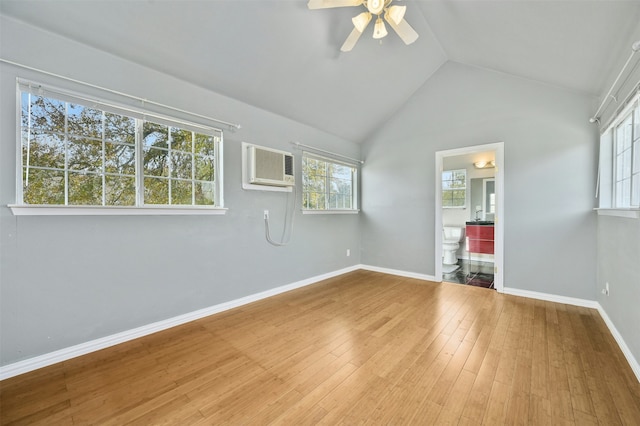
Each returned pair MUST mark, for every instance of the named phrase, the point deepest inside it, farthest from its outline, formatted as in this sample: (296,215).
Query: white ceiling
(284,58)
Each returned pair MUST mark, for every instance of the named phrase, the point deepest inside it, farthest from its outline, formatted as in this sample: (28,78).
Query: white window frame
(466,186)
(354,186)
(609,177)
(140,115)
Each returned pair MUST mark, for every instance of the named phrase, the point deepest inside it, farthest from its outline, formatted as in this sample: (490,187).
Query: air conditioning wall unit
(270,167)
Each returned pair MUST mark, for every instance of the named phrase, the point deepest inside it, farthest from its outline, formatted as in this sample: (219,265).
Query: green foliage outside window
(454,188)
(77,155)
(327,185)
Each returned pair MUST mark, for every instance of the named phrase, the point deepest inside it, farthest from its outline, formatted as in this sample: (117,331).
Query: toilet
(451,237)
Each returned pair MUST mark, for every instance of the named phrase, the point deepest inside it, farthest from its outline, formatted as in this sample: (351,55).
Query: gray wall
(619,237)
(550,166)
(68,280)
(619,265)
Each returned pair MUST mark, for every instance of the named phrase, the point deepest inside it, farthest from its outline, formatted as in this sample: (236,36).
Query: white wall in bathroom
(459,217)
(550,152)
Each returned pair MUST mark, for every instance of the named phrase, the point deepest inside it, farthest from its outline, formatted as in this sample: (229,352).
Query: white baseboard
(45,360)
(551,297)
(633,362)
(65,354)
(399,273)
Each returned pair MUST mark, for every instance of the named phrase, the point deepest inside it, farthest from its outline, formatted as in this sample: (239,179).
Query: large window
(81,153)
(620,160)
(454,188)
(328,184)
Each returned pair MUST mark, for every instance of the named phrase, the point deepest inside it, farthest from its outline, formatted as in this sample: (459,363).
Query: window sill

---

◆ **TASK TO CARRY OUT**
Output the listing above exactly, but leave its pictures behind.

◆ **TASK SOLUTION**
Each returned pair MUST mark, for every instance of the named phrase, the point deepest inside it, farthest from its outline, formatted as in this sample: (296,215).
Query: white ceiling
(284,58)
Each returned pair MUST mark, for every instance of the named phrase, the point deepest inside it, farthest from its outline, formatted as in this sample: (28,78).
Query: white window frame
(466,186)
(354,186)
(609,177)
(140,115)
Each returned pair MUST mark, for every instance of the named phrase, the point deepest inside it, farthest from its outline, formatted as in this sample: (490,187).
Query: air conditioning wall unit
(270,167)
Each returned pair MUST mark, for every instance of the named phrase, the point deepest inside it, farthest from its outline, formatted as in this sample: (219,265).
Query: green foliage outside window
(454,188)
(77,155)
(327,185)
Each returned pair MUST mark, for every instance of the named phrase, the point deepest inside it, farthest from its outline, formatted as in this sample: (117,331).
Query: toilet
(451,237)
Each returned pair MUST mark, for every instance of the named phrase, the point deepest inside it, farthest from its outline, formatted as in this sample: (351,55).
Query: gray wall
(619,237)
(550,166)
(68,280)
(619,265)
Each returned pair MUST mark, for every instance of the named phrase, the point deepest inside it, farthest from its outline, formatted as in this sample: (236,36).
Query: white wall in bathroom
(459,217)
(550,152)
Each returned pair MUST mark, for every instance of the named phrase, the point deepest inside it, farthest from its outline, formatted as in this sample: (229,352).
Query: white baseboard
(45,360)
(551,297)
(633,362)
(65,354)
(399,273)
Each returned pair MUST mark, for every instance of the named phrase, the point deepest inside it, farthest from its outline, formatted as in this sample: (239,179).
Query: large window
(81,153)
(620,160)
(454,188)
(328,184)
Each returned pair MUST mark, for every instance of the named phrase, the point deepest inside it, farthest from its outline, formatted as in this sample: (459,363).
Query: window sill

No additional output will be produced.